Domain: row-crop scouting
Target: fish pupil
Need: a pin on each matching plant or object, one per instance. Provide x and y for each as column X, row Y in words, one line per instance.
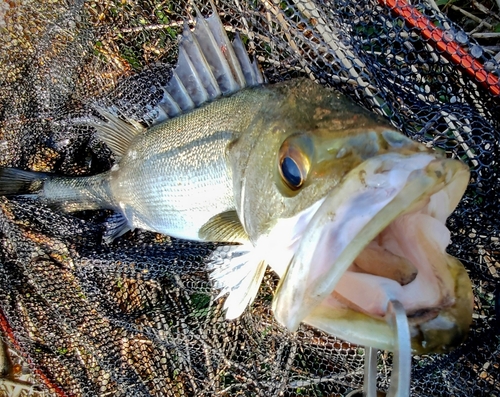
column 291, row 172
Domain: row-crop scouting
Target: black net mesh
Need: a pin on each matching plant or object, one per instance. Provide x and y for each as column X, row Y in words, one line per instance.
column 138, row 317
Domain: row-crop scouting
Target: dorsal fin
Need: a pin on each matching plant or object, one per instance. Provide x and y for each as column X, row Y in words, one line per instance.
column 209, row 66
column 115, row 132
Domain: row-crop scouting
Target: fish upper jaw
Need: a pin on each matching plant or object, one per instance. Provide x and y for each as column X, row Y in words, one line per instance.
column 392, row 201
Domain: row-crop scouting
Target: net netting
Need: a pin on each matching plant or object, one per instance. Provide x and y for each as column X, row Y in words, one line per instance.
column 138, row 317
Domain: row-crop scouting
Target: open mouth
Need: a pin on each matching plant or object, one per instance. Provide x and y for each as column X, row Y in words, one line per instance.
column 377, row 237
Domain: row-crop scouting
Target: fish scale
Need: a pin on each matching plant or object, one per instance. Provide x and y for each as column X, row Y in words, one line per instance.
column 308, row 182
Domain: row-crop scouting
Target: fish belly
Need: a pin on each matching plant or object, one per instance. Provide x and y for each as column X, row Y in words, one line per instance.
column 176, row 191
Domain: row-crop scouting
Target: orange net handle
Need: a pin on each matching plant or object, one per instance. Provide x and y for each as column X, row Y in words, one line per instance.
column 449, row 48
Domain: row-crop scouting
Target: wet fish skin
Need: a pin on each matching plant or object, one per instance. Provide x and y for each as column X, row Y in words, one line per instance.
column 219, row 167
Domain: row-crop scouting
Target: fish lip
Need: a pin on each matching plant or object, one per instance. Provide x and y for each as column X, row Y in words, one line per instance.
column 293, row 304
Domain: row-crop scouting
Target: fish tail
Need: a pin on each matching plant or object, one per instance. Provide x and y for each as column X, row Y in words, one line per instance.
column 14, row 181
column 68, row 193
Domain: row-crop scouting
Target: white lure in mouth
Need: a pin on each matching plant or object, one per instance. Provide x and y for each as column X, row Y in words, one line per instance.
column 380, row 236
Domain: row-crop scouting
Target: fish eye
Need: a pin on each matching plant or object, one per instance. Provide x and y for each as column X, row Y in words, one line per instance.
column 293, row 162
column 291, row 174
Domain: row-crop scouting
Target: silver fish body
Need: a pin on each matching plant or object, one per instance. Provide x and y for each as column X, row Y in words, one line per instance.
column 344, row 208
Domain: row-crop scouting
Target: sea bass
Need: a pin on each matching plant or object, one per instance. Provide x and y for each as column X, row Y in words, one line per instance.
column 348, row 211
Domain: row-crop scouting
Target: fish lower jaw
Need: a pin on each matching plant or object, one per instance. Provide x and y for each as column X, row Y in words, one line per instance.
column 438, row 299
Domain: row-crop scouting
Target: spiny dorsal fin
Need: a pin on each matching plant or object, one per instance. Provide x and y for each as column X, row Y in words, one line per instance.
column 209, row 66
column 115, row 132
column 224, row 227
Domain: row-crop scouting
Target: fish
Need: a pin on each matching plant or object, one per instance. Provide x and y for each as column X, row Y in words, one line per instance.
column 348, row 211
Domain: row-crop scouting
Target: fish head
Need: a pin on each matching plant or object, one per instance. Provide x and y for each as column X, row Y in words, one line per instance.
column 351, row 214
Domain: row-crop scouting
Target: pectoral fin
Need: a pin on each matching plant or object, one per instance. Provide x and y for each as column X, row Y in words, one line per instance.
column 224, row 227
column 115, row 132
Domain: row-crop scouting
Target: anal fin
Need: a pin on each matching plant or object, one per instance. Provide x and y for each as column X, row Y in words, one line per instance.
column 116, row 226
column 238, row 272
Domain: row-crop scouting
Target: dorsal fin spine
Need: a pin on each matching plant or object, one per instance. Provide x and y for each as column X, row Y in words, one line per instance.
column 209, row 66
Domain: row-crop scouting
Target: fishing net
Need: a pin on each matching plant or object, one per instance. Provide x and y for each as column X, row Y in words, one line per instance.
column 138, row 317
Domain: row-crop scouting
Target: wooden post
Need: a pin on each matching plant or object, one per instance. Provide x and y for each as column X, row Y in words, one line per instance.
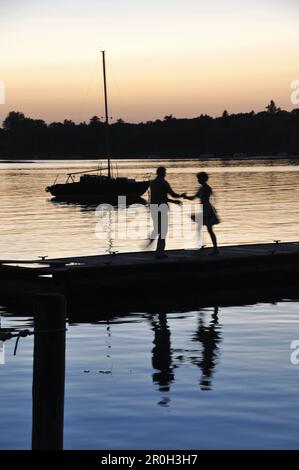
column 48, row 372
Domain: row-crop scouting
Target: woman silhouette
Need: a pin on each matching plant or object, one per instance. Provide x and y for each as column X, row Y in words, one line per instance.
column 210, row 216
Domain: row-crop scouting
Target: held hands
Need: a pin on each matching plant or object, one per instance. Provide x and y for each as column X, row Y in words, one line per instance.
column 176, row 201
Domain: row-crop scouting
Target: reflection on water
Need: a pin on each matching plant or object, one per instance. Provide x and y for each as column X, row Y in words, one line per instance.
column 198, row 378
column 207, row 335
column 162, row 358
column 207, row 378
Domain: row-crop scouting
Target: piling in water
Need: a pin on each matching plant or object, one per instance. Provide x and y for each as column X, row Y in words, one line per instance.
column 48, row 372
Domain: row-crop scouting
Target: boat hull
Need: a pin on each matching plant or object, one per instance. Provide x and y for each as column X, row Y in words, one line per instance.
column 105, row 191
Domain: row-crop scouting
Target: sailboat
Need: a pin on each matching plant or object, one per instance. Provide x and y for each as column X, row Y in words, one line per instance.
column 98, row 187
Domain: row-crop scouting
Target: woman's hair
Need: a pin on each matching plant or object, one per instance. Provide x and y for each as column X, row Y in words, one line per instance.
column 202, row 177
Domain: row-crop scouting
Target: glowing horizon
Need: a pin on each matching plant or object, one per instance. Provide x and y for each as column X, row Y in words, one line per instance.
column 182, row 59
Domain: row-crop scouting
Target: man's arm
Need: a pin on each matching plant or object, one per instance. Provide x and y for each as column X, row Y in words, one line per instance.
column 172, row 193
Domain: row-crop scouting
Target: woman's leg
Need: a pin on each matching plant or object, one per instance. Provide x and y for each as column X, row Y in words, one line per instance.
column 213, row 237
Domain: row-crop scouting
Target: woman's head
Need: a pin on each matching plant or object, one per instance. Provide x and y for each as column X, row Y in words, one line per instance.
column 202, row 177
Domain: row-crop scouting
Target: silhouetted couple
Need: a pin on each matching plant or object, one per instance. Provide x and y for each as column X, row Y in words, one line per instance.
column 160, row 190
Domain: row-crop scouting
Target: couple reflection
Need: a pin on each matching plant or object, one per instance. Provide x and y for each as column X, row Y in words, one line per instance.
column 163, row 360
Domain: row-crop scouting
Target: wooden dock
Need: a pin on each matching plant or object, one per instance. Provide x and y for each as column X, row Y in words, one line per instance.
column 123, row 278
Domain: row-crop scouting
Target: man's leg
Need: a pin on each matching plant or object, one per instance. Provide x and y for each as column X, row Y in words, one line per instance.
column 162, row 229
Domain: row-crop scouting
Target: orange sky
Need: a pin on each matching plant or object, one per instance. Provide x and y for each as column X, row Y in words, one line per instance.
column 184, row 58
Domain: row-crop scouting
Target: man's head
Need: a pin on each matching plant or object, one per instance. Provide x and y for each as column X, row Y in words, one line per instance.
column 161, row 172
column 202, row 177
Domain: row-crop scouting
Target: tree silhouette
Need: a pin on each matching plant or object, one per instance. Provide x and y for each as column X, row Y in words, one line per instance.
column 270, row 132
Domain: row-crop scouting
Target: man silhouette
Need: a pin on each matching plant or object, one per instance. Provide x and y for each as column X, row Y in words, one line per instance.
column 159, row 191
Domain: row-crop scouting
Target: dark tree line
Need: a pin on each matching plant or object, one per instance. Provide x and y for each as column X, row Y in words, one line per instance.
column 271, row 132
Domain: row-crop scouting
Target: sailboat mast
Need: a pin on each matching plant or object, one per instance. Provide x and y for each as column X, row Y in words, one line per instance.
column 107, row 140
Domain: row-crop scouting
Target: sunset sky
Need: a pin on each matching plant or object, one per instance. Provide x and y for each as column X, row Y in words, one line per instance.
column 180, row 57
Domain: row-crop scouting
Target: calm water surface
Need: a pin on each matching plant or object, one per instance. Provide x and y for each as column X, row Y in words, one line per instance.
column 202, row 378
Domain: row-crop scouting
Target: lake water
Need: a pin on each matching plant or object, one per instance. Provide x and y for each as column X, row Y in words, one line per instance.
column 213, row 378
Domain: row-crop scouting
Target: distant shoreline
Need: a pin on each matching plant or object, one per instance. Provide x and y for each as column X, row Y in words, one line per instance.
column 151, row 158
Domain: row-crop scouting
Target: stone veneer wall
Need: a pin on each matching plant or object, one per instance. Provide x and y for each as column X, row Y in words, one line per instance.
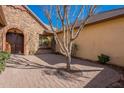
column 22, row 20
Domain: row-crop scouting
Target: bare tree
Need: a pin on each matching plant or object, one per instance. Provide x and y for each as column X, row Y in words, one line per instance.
column 65, row 18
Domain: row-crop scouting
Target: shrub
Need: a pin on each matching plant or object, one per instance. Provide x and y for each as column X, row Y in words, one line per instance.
column 3, row 57
column 103, row 59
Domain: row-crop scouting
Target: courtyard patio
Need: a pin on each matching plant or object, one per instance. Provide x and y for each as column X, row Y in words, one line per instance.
column 38, row 71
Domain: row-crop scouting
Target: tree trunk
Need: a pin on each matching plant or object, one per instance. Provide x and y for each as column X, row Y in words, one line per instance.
column 68, row 62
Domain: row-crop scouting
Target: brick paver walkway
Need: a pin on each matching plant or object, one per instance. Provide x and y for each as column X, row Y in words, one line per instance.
column 40, row 71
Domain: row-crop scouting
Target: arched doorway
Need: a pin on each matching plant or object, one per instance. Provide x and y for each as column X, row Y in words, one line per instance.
column 15, row 41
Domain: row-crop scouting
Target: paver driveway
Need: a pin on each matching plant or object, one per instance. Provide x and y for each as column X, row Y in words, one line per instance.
column 40, row 71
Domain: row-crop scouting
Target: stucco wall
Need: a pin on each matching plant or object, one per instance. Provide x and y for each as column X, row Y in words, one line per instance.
column 106, row 37
column 23, row 21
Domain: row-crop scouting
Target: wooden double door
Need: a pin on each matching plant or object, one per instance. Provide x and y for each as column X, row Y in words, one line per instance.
column 15, row 42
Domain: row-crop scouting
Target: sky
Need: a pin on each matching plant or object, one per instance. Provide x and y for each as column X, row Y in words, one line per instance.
column 39, row 12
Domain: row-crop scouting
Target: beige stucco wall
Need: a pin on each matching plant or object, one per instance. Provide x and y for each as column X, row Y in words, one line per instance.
column 23, row 21
column 106, row 37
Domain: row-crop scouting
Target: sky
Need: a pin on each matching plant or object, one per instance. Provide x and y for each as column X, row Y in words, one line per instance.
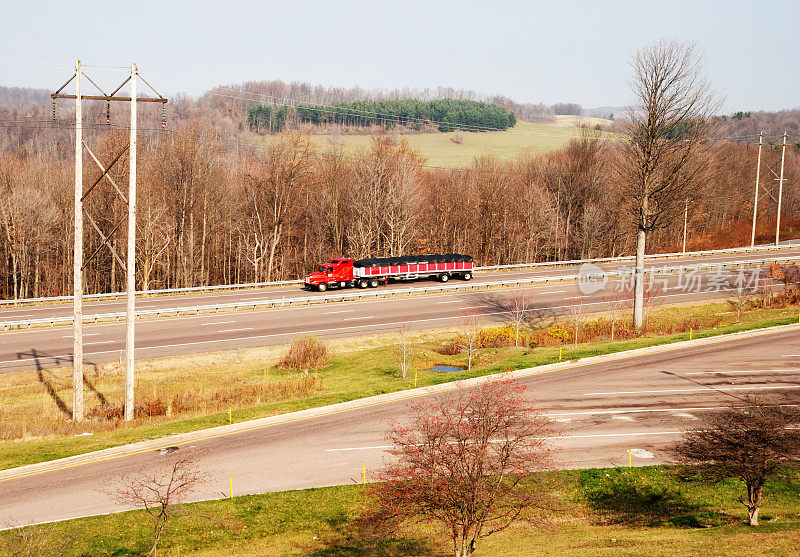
column 548, row 52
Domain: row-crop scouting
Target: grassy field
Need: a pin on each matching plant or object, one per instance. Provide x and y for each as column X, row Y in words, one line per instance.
column 440, row 151
column 641, row 511
column 189, row 393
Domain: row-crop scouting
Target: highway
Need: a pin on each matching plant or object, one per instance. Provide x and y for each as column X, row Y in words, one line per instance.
column 104, row 342
column 603, row 409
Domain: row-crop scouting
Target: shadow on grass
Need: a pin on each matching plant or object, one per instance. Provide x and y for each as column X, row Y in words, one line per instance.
column 623, row 498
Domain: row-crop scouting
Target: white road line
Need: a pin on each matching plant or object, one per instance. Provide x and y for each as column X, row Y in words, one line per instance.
column 720, row 388
column 741, row 371
column 636, row 411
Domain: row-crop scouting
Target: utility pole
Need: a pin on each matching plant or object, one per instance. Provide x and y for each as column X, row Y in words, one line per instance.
column 77, row 259
column 780, row 194
column 130, row 314
column 685, row 222
column 80, row 262
column 755, row 198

○ ○ ○ ○ ○

### Short problem
Locate each line of the records above that contains the word "white" and copy those lines in full.

### Exercise result
Target: white lure in mouth
Target: white road line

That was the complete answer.